> **Attività da svolgere**:
1. Secondo il brano sull'industria farmaceutica, quante persone lavorano in questo settore in Italia?
2. Trascrivi parola per parola la parte del brano sull'industria farmaceutica che va da "Il primo numero, 330, riguarda" a "quinto nel mondo.".
3. Prosegui il brano sull'industria farmaceutica in Italia a partire da dove finisce.

> **Brano proposto**:
Il primo numero, 330, riguarda i dipendenti di un “colosso”, Astrazeneca, che stanno per perdere il posto di lavoro. Un altro numero è 73.700, ovvero il totale degli addetti dell’industria farmaceutica in Italia. Due cifre che raccontano una stessa realtà: la prima evidenzia le difficoltà determinate dalle continue riduzioni dei prezzi dei medicinali; la seconda dà lustro ad un comparto forte, sia per fatturato, sia per importanza visto che per addetti è terzo in Europa (dopo Germania e Francia) e, per consumi, quinto nel mondo.
Quella farmaceutica, è una fetta significativa dell’economia nazionale, anche se non sempre brilla di luce propria. Le aziende italiane, ad esempio, hanno alle spalle una storia travagliata e oggi resistono con fatica all’avanzata delle multinazionali le quali usano il nostro territorio per investire (poco), per produrre e distribuire (molto). Ma l’Italia non va considerata terra di conquista di Big Pharma, anche se la politica dei governi verso le imprese farmaceutiche è stata sempre disattenta, se non addirittura punitiva: i risparmi sulla crescente spesa sanitaria hanno puntato soprattutto al taglio del prezzo delle medicine. Non si può escludere che nei confronti dell’industria del farmaco sia ancora presente un diffuso pregiudizio ideologico (perché fa profitti sulla salute delle persone). Sicuramente hanno pesato (nel giudizio negativo) gli scandali più o meno recenti che hanno fanno emergere illeciti, corruzione, immoralità. Così come vengono duramente – e giustamente – criticati i comportamenti poco etici delle multinazionali che vogliono dettare legge anche nei paesi più poveri della Terra (l’ultimo caso coinvolge la Pfizer denunciata dal governo della Nigeria per aver usato su 200 bambini un farmaco che ha provocato morti o gravi conseguenze: alla Pfizer le autorità nigeriane hanno chiesto un risarcimento di 7 miliardi di dollari).

> **Dati forniti**:

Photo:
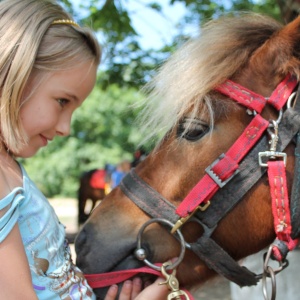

> **Risposte alle attività**:
1. 73.700 addetti.

2.
Il primo numero, 330, riguarda i dipendenti di un “colosso”, Astrazeneca, che stanno per perdere il posto di lavoro. Un altro numero è 73.700, ovvero il totale degli addetti dell’industria farmaceutica in Italia. Due cifre che raccontano una stessa realtà: la prima evidenzia le difficoltà determinate dalle continue riduzioni dei prezzi dei medicinali; la seconda dà lustro ad un comparto forte, sia per fatturato, sia per importanza visto che per addetti è terzo in Europa (dopo Germania e Francia) e, per consumi, quinto nel mondo.

3.
Ma qualcosa sta cambiando. Almeno in Italia. Gli scandali non frequenti come un tempo, anche grazie al codice interno deciso da Farmindustria. Le imprese poi non pensano solo alla produzione e alla vendita del farmaco perché investono su ricerca e sviluppo, come dicono le cifre: gli addetti sono cresciuti del 2,2 per cento, passando da 6.030 a 6165. Inoltre le aziende esportano molto più della media (9 miliardi e trecento milioni di euro nel 2006) e grazie ai loro acquisti diretti generano occupazione in altri settori per 55mila persone. Ecco perché il presidente di Farmindustria chiede da tempo una politica che permetta alle imprese di pianificare forti investimenti.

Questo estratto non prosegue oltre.